= DIRECTION =
Arrange the stretch of material below, from the line that contains "A point falls on each instance of the white wall" through the line that contains "A point falls on each instance of the white knit blanket", as a Markdown table with the columns No. and Line. Give each line its own row, number the rows in order, and skip any blank lines.

Image object location records
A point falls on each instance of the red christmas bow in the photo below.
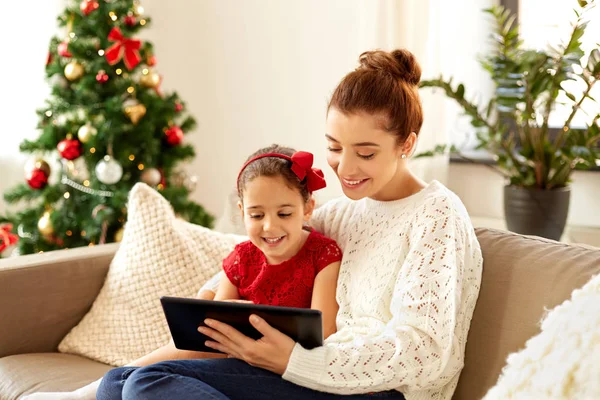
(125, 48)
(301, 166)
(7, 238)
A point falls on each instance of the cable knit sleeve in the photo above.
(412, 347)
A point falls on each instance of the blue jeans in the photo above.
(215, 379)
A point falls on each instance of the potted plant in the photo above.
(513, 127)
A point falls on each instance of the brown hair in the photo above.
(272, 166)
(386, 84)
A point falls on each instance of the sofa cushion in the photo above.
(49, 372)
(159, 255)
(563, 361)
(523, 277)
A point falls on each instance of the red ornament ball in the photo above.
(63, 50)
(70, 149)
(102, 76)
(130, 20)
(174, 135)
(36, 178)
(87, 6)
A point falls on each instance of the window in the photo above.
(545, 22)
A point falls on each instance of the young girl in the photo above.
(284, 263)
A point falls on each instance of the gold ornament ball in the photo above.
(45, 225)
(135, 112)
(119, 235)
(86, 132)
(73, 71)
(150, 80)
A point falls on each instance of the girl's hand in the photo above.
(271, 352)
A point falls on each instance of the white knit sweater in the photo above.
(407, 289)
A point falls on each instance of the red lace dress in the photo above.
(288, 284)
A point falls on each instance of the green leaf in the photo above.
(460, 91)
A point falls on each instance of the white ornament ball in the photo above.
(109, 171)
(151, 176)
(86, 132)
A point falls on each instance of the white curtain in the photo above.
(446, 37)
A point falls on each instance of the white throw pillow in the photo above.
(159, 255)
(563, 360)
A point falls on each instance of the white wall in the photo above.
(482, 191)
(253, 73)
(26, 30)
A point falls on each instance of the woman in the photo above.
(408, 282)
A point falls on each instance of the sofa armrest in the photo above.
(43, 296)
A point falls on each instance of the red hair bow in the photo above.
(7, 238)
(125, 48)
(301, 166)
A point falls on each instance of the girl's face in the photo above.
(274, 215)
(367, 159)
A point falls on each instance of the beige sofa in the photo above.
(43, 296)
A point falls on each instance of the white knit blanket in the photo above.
--
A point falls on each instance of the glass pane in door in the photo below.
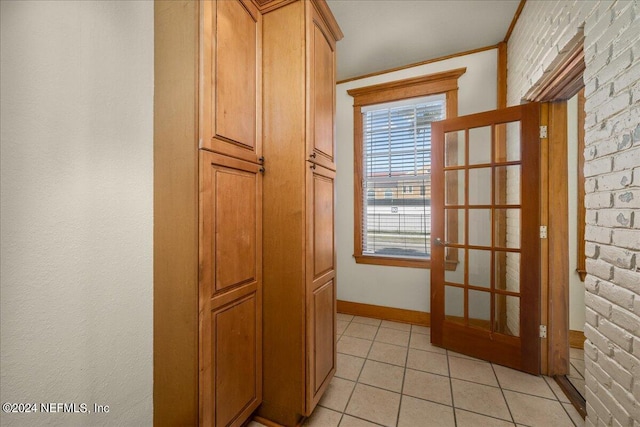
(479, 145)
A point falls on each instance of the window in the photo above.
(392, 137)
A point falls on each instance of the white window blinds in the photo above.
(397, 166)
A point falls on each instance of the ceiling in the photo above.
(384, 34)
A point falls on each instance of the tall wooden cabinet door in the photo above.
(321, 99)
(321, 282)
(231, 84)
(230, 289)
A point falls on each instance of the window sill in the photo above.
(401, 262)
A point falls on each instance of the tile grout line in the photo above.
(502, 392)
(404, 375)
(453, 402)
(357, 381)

= TASK SOLUTION =
| No. | Line |
|---|---|
| 1 | A point falls on each instance of the white wall in the photo above. |
| 2 | (482, 191) |
| 3 | (253, 73) |
| 4 | (26, 30) |
| 5 | A point falls on each instance of the woman in the photo above. |
| 6 | (408, 282) |
| 7 | A point falls on each instance of the sofa armrest in the photo above. |
| 8 | (43, 296) |
| 9 | A point falls on each instance of the red hair bow in the photo above. |
| 10 | (7, 238) |
| 11 | (125, 48) |
| 12 | (301, 166) |
| 13 | A point falls on each instance of the girl's face in the photo above. |
| 14 | (274, 215) |
| 15 | (367, 159) |
| 16 | A point falls on each instance of the beige sofa in the photo above. |
| 17 | (43, 296) |
| 18 | A point falls on each instance of the white knit blanket in the photo above. |